### Given text:
-------

/V-SAW

The Virology Sequence Analysis Workbench

V-SAW - Virology Sequence Analysis Workbench

The code for this tool is unpublished, primarily because it involved too many BMS-internal connections to cleanly extract it for disclosure, but also because its function (identification of population variants in Sanger sequences) is now almost certainly better done via NGS. Its operation was interesting enough to note however, hence this small place-holder repo.

V-SAW supported our hepatitis C virus (HCV) program. HCV is infamous for being highly mutable, such that drug treatment - even with a multi-drug cocktail - was challenging because the virus would "respond" to the selective pressure applied by the drug and mutate to a novel, drug-resistant form. As such, the program needed a mechanism to monitor the genomes of the viral population in patients undergoing treatment, in order to highlight mutations that might be arising "in response to" the drug.

Mingyi Liu wrote an incredible front end for V-SAW. Carlos Rios wrote the database that held the company's Sanger sequence. My work centered on the analysis of the raw sequence trace files to identify polymorphic sites in a patient's viral load.

What was available at the time was Sanger sequnce of viral genomic sequence amplified directly from patient blood plasma. As such, these sequences represented population sequence from millions of virions. Conserved bases would appear as "normal" peaks in the trace, while locations that had two or more bases significantly represented would show two or more peaks. These "Mixed" locations represented loci that were potentially undergoing selective mutation.

My code utilized peak boundaries defined by Phred to analyze peak heights within each base. It took into account local noise levels in an attempt to highlight locations that appeared to have two or more significant bases present. After submitting new sequences to the tool, researchers would then validate each location. The validation tool was designed for speed and clarity in order to facilitate an otherwise tedious review of hundreds of loci. Each validation was recorded under the researcher's user ID, and two or more researchers reviewed each sample. Loci that were inconsistent (marked as Mixed by one researcher but NotMixed by another) could also be easily pulled up for further review.

V-SAW Workflow

My contribution was in the yellow boxes above. My code would ultimately generate JSON structures that would be read by Mingyi's viewer.

-------

### Data for review:

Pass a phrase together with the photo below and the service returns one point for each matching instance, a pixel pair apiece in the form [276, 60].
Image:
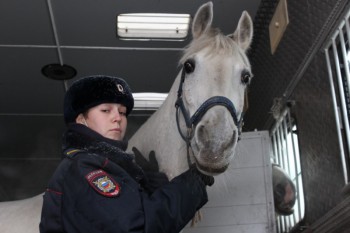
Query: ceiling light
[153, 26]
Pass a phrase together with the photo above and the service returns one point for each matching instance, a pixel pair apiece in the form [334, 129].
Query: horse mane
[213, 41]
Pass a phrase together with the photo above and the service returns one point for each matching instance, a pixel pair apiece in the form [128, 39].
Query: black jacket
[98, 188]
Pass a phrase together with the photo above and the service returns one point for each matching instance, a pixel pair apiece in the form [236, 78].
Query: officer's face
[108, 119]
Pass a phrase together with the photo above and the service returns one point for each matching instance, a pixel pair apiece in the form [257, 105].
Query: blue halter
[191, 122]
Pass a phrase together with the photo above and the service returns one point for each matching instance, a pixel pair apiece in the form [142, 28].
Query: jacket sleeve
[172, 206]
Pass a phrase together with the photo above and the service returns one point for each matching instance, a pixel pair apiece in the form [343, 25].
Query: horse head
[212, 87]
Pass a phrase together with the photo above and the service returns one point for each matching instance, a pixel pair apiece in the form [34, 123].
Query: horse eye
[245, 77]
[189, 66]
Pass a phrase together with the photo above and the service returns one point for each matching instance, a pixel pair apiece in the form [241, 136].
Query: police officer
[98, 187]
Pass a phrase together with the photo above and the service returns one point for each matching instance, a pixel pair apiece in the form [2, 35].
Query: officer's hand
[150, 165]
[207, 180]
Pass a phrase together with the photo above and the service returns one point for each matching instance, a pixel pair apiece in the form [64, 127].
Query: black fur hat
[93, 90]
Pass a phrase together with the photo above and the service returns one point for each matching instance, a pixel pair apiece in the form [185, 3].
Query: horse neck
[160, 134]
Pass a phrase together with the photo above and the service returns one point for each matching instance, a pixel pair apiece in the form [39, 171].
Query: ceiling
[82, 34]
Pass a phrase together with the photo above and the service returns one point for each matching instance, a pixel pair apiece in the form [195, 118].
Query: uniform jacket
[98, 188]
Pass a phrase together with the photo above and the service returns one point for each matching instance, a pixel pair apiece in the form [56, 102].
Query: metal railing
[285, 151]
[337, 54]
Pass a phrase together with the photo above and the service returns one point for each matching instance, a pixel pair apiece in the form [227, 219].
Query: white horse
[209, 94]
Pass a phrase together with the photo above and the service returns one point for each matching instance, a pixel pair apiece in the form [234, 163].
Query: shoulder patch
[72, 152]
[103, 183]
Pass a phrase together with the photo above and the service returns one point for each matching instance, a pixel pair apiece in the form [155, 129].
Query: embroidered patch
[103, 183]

-------

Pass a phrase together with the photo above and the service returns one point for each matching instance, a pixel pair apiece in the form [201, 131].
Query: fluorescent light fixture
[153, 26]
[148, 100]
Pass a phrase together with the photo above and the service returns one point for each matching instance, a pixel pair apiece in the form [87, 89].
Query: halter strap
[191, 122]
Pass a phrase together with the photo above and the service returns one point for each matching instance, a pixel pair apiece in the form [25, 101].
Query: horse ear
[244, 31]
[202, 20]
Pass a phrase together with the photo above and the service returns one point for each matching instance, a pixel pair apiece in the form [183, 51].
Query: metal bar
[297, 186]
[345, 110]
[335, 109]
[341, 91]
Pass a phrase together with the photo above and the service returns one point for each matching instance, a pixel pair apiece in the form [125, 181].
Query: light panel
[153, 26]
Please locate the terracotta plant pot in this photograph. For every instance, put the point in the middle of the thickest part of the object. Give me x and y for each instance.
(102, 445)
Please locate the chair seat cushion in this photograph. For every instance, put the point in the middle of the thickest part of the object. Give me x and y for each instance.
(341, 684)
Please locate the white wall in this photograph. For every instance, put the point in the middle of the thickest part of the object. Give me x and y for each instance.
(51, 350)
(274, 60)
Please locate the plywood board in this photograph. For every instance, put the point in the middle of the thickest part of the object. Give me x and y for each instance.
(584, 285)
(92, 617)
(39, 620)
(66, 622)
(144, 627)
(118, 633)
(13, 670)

-------

### To do:
a: Please duplicate the passage of the V-SAW page that begins at the words "My code utilized" and stops after the words "for further review.".
b: According to the V-SAW page, how many researchers reviewed each sample?

### Solved problems:
a:
My code utilized peak boundaries defined by Phred to analyze peak heights within each base. It took into account local noise levels in an attempt to highlight locations that appeared to have two or more significant bases present. After submitting new sequences to the tool, researchers would then validate each location. The validation tool was designed for speed and clarity in order to facilitate an otherwise tedious review of hundreds of loci. Each validation was recorded under the researcher's user ID, and two or more researchers reviewed each sample. Loci that were inconsistent (marked as Mixed by one researcher but NotMixed by another) could also be easily pulled up for further review.

b: Two or more.